What is required => Copy all lines in the data that contain the string "blazer".

Region pointing data:
= = =

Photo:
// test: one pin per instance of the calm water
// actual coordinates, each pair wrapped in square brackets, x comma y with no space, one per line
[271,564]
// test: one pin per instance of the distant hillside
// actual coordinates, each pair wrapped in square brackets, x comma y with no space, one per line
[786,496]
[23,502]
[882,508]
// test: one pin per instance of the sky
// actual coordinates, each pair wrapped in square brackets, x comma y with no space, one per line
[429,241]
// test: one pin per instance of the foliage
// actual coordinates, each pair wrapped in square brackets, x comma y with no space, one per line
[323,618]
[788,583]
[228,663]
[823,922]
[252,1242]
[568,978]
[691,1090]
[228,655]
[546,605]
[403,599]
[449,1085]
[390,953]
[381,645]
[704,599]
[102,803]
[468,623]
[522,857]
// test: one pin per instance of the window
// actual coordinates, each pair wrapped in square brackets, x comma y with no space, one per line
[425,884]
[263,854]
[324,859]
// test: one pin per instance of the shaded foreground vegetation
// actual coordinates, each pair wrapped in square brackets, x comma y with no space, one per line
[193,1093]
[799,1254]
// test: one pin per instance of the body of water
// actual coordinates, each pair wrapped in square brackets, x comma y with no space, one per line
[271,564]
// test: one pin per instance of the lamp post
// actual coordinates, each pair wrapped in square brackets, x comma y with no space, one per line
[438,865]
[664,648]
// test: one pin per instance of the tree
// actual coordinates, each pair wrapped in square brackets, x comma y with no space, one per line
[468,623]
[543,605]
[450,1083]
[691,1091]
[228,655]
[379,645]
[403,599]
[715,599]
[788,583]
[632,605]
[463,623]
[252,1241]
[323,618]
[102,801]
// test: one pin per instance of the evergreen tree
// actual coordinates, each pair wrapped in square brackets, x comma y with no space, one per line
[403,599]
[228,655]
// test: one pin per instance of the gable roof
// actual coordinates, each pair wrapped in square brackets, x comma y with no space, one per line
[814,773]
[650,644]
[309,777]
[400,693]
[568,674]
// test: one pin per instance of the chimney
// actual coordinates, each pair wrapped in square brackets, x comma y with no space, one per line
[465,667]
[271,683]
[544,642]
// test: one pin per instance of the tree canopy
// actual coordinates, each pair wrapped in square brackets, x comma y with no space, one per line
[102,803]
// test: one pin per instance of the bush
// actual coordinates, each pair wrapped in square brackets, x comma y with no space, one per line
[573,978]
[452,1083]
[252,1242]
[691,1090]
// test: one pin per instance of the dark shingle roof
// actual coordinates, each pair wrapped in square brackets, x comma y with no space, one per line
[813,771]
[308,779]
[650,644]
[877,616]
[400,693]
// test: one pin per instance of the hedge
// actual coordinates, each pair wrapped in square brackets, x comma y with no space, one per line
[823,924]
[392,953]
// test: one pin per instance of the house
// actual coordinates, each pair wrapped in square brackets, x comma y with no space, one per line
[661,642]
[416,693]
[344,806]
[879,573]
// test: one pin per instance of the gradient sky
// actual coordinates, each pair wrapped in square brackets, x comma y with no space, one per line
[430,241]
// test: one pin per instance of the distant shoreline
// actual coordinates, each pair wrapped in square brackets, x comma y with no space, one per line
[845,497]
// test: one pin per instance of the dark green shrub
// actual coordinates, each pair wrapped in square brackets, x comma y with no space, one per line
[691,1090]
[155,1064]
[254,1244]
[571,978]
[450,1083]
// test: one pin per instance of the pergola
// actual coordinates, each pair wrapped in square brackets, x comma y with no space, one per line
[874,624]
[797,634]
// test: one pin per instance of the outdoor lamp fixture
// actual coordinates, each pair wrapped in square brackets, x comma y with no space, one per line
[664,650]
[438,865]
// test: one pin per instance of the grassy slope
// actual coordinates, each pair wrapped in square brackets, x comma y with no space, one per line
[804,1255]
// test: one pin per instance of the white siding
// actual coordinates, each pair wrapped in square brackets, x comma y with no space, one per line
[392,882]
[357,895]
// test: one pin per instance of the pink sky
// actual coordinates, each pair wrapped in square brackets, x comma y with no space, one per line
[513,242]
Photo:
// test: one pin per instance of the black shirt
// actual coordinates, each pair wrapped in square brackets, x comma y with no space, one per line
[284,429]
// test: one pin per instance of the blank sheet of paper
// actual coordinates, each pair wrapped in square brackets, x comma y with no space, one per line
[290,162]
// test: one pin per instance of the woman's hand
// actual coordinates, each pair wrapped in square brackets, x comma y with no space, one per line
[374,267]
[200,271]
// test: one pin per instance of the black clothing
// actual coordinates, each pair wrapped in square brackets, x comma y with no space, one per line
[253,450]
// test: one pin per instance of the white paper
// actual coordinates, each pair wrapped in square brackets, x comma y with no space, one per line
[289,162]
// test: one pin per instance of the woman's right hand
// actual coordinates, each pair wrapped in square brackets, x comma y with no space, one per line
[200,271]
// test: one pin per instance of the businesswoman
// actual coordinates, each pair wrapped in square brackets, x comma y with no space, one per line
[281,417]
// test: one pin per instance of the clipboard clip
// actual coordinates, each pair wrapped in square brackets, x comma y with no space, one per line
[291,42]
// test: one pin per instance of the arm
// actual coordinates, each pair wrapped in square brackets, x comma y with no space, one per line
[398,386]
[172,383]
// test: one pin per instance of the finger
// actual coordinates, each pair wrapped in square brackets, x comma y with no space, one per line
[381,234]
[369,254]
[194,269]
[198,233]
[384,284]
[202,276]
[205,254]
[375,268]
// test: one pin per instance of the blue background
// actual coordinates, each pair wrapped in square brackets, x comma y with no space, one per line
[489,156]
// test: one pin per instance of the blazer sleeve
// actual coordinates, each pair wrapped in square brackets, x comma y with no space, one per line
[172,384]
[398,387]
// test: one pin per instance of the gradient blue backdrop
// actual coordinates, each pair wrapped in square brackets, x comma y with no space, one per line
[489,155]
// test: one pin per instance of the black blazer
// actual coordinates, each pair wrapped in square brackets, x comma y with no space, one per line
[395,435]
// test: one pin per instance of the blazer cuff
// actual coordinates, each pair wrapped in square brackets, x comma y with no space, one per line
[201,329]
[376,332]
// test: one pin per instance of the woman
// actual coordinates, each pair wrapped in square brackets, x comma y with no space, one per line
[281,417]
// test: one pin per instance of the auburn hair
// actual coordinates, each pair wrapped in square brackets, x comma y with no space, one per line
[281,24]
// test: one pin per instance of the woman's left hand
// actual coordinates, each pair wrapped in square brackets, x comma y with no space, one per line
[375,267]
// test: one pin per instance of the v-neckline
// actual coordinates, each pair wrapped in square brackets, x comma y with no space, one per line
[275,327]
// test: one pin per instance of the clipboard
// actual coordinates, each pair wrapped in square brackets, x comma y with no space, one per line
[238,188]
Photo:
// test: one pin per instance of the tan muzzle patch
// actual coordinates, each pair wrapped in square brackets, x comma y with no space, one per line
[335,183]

= = =

Output of the task =>
// test: one pin per instance of the blazer sleeve
// test: one pin per instance of the black blazer
// test: one pin per instance of the blazer cuff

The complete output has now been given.